- The problem:
A word-for-word copy of the whole listing is the required answer.

- Records for processing:
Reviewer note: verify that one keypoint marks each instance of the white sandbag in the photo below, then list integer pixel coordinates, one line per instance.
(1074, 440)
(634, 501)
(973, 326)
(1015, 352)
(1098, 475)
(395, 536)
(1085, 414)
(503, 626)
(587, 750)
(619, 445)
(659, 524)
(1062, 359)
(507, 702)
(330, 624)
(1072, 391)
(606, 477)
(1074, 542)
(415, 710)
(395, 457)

- Exercise output:
Reviewer note: verify that one keypoint marks each instance of the white sandbag in the photo below, then list integer pixel coordinates, one line per instance.
(1074, 440)
(634, 501)
(973, 326)
(1015, 352)
(1098, 475)
(395, 536)
(1085, 414)
(503, 626)
(587, 750)
(619, 445)
(659, 524)
(1062, 359)
(507, 702)
(330, 624)
(1072, 391)
(606, 477)
(1074, 542)
(415, 710)
(395, 457)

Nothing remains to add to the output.